-- YOUR TASKS --
**a.** Decide whether each statement below agrees with the heap memory thread. Answer yes or no for each, and quote the exact words from the thread that settle it. (i) The asker found that switching to hash_set brought only a small improvement. (ii) The reply recommends routinely locking memory pages with mlockall or VirtualLock. (iii) In Example 1, the second loop took about half as long as the first.
**b.** Write what comes next in the heap memory thread, picking up right after its final sentence.

-- EXCERPT PROVIDED --
I'm writing a function where I need a significant amount of heap memory. Is it possible to tell the compiler that those data will be accessed frequently within a specific for loop, so as to improve performance (through compile options or similar)?
The reason I cannot use the stack is that the number of elements I need to store is big, and I get segmentation fault if I try to do it.
Right now the code is working but I think it could be faster.
UPDATE:
I'm doing something like this
vector< set<uint> > vec(node_vec.size());
for(uint i = 0; i < node_vec.size(); i++)
for(uint j = i+1; j < node_vec.size(); j++)
// some computation, basic math, store the result in variable x
if( x > threshold ) {
vec[i].insert(j);
vec[j].insert(i);
}
some details:
- I used hash_set, little improvement, beside the fact that hash_set is not available in all machines I have for simulation purposes
- I tried to allocate vec on the stack using arrays but, as I said, I might get segmentation fault if the number of elements is too big
If node_vec.size() is, say, equal to k, where k is of the order of a few thousands, I expect vec to be 4 or 5 times bigger than node_vec. With this order of magnitude the code appears to be slow, considering the fact that I have to run it many times. Of course, I am using multithreading to parallelize these calls, but I can't get the function per se to run much faster than what I'm seeing right now.
Would it be possible, for example, to have vec allocated in the cache memory for fast data retrieval, or something similar?
I'm writing a function where I need a significant amount of heap memory ... will be accessed frequently within a specific for loop
This isn't something you can really optimize at a compiler level. I think your concern is that you have a lot of memory that may be "stale" (paged out) but at a particular point in time you will need to iterate over all of it, maybe several times and you don't want the memory pages to be paged out to disk.
You will need to investigate strategies that are platform specific to improve performance. Keeping the pages in memory can be achieved with mlockall or VirtualLock but you really shouldn't need to do this. Make sure you know what the implications of locking your application's memory pages into RAM is, however. You're hogging memory from other processes.
You might also want to investigate a low fragmentation heap (however it may not be relevant at all to this problem) and this page which describes cache lines with respect to for loops.
The latter page is about the nitty-gritty of how CPUs work (a detail you normally shouldn't have to be concerned with) with respect to memory access.
Example 1: Memory accesses and performance
How much faster do you expect Loop 2 to run, compared Loop 1?
int[] arr = new int[64 * 1024 * 1024];
// Loop 1
for (int i = 0; i < arr.Length; i++) arr[i] *= 3;
// Loop 2
for (int i = 0; i < arr.Length; i += 16) arr[i] *= 3;
The first loop multiplies every value in the array by 3, and the second loop multiplies only every 16-th. The second loop only does about 6% of the work of the first loop, but on modern machines, the two for-loops take about the same time: 80 and 78 ms respectively on my machine.

-- ENTRIES SHOWN --
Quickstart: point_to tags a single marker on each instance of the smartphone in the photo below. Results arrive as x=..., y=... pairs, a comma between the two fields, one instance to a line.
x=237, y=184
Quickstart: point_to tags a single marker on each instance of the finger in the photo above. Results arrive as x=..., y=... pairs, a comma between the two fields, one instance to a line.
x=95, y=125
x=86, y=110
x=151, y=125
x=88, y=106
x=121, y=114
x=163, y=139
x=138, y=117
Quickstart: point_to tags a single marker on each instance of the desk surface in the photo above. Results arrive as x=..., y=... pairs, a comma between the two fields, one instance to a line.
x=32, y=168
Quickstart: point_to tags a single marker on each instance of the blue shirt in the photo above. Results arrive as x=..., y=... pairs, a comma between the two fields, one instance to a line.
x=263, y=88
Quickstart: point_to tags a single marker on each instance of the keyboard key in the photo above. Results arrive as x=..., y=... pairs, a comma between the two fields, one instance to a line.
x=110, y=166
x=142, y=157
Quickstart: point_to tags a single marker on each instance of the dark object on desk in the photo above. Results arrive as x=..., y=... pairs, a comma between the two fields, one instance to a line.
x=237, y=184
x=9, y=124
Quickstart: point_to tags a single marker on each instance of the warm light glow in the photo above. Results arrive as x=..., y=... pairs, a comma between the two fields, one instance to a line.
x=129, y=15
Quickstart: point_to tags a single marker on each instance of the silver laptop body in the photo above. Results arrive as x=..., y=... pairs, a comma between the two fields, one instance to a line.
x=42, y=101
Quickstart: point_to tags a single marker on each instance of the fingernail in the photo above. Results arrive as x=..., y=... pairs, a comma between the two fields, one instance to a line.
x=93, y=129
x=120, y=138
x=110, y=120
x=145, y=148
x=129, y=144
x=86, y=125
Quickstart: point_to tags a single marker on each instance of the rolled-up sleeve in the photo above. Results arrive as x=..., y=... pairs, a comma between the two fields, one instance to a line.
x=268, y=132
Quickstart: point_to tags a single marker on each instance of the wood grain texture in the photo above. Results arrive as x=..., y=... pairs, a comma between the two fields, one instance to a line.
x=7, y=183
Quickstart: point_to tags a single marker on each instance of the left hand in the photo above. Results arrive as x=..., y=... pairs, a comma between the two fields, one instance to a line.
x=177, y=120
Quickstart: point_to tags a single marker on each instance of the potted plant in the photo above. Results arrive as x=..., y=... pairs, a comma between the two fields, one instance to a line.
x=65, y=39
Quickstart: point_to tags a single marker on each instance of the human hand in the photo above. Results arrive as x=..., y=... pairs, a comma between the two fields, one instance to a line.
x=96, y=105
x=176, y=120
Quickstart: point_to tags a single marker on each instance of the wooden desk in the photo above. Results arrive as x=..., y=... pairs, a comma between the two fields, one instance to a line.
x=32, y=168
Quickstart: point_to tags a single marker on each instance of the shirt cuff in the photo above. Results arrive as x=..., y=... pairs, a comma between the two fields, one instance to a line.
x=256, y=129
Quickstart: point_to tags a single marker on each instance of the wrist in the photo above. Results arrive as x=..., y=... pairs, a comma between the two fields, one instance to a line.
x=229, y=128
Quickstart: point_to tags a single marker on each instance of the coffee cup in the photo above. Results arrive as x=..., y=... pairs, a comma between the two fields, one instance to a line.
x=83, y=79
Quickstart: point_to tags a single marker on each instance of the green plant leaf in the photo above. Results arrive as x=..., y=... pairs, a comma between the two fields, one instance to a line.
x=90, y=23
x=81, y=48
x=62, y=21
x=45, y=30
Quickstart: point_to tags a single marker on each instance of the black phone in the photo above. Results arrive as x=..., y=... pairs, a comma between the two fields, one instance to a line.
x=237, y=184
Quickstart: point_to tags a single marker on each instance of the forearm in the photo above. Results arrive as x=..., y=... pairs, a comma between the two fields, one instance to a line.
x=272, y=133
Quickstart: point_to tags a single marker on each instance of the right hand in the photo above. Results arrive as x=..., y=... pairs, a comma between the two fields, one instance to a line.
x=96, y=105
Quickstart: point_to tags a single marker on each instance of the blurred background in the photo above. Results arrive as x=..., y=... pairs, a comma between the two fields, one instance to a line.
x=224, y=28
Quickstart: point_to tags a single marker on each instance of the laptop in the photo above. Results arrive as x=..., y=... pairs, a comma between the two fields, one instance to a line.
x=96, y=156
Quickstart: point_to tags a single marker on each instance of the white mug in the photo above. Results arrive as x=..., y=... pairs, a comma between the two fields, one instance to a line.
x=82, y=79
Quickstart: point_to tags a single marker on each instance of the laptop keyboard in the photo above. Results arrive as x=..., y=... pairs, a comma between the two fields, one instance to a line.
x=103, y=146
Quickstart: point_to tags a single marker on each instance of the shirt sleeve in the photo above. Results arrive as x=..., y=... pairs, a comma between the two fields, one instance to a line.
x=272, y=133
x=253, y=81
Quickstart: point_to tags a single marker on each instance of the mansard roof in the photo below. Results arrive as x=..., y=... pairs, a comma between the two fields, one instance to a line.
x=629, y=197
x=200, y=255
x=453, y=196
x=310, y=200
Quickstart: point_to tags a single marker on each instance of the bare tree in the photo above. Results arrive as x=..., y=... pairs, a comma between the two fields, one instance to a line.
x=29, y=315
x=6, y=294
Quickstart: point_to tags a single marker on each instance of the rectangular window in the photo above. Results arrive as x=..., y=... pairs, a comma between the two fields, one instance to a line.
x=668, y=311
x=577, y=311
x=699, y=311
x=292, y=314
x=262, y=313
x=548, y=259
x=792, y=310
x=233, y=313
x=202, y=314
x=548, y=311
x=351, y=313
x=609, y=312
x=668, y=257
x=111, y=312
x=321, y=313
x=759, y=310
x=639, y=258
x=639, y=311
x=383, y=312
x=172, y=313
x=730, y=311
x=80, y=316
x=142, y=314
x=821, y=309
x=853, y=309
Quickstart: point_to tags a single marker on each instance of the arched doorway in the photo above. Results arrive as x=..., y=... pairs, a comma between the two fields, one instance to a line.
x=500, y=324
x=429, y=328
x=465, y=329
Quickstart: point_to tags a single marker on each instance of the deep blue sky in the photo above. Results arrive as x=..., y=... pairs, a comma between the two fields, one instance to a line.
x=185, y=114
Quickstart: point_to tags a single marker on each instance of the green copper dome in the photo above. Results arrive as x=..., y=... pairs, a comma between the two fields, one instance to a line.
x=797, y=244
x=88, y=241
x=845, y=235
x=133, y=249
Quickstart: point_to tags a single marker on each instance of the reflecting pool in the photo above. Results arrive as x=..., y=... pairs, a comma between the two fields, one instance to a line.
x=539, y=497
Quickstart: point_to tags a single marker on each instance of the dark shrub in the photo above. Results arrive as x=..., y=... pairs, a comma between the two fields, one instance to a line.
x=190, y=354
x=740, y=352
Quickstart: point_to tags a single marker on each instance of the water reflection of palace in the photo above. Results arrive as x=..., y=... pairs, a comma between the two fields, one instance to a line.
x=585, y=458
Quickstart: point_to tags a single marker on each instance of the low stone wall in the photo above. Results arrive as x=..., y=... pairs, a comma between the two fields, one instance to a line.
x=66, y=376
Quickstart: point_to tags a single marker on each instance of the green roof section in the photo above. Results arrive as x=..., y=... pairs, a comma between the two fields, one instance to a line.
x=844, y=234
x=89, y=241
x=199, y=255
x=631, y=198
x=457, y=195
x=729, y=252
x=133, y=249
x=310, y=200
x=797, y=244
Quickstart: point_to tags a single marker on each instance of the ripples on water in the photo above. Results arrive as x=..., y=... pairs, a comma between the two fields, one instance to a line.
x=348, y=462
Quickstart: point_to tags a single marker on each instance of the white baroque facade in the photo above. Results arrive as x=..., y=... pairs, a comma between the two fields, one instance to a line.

-- THE ANSWERS --
**a.**
(i) Yes: "I used hash_set, little improvement"
(ii) No: "Keeping the pages in memory can be achieved with mlockall or VirtualLock but you really shouldn't need to do this."
(iii) No: "the two for-loops take about the same time: 80 and 78 ms respectively on my machine."

**b.**
UPDATE
vector< set<uint> > vec(node_vec.size());
for(uint i = 0; i < node_vec.size(); i++)
for(uint j = i+1; j < node_vec.size(); j++)
// some computation, basic math, store the result in variable x
if( x > threshold ) {
vec[i].insert(j);
vec[j].insert(i);
}
That still doesn't show much, because we cannot know how often the condition x > threshold will be true. If x > threshold is very frequently true, then the std::set might be the bottleneck, because it has to do a dynamic memory allocation for every uint you insert.
Also we don't know what "some computation" actually means/does/is. If it does much, or does it in the wrong way that could be the bottleneck.
And we don't know how you need to access the result.
Anyway, on a hunch:
vector<pair<int, int> > vec1;
vector<pair<int, int> > vec2;
for (uint i = 0; i < node_vec.size(); i++)
{
for (uint j = i+1; j < node_vec.size(); j++)
{
// some computation, basic math, store the result in variable x
if (x > threshold)
{
vec1.push_back(make_pair(i, j));
vec2.push_back(make_pair(j, i));
}
}
}
If you can use the result in that form, you're done. Otherwise you could do some post-processing. Just don't copy it into a std::set again (obviously). Try to stick to std::vector<POD>. E.g. you could build an index into the vectors like this:
// ...
vector<int> index1 = build_index(node_vec.size(), vec1);
vector<int> index2 = build_index(node_vec.size(), vec2);
// ...
}
vector<int> build_index(size_t count, vector<pair<int, int> > const& vec)
{
vector<int> index(count, -1);
size_t i = vec.size();
do
{
i--;
assert(vec[i].first >= 0);
assert(vec[i].first < count);
index[vec[i].first] = i;
}
while (i != 0);
return index;
}
ps.: I'm almost sure your loop is not memory-bound. Can't be sure though... if the "nodes" you're not showing us are really big it might still be.
Original answer:
There is no easy I_will_access_this_frequently_so_make_it_fast(void* ptr, size_t len)-kind-of solution.
You can do some things though.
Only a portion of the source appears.